*** Opening MATERIAL SHOWN ***
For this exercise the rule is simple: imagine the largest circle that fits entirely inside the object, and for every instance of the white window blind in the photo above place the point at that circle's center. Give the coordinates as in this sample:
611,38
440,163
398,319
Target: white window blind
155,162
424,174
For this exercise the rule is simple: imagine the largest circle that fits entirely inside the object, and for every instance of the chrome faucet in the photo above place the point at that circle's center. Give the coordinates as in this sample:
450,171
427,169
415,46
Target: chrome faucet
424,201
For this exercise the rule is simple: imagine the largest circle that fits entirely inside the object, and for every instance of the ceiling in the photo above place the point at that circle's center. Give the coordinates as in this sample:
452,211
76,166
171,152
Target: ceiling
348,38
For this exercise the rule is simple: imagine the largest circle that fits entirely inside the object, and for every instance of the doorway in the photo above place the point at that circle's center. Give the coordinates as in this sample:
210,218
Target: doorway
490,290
*** Closing MATERIAL SHOWN ***
All the records above need to be transcribed exactly and in full.

For this exercise the rule is simple: imagine the largest circle that fits entirely inside the object, and for every instance of the white window blind in the photo above place the point at that circle's center. Give the coordinates as in this sample:
611,38
440,163
398,319
Target: white window blind
155,162
424,174
For this exercise the rule is simple: imagine the largest circle that fits entirely inside the object, and for every instance of the chrome faucet in the photo above place the point at that circle's center. Give the coordinates as in this sample:
450,171
427,169
415,46
Target: chrome faucet
424,201
For this exercise the rule is simple: imagine the largest circle that fits entirely inside the object, and for every instance of the ceiling in the photo above place the point at that circle's center. Give the coordinates as in this sample:
452,211
76,166
171,152
Target: ceiling
348,38
For this exercise the rule is simple: imagine the largest circle that fits entirely inside the object, and for every instance of the doorway in the photo above place the point at that circle's center. Give the coordinates as in this sample:
210,218
Target: doorway
490,290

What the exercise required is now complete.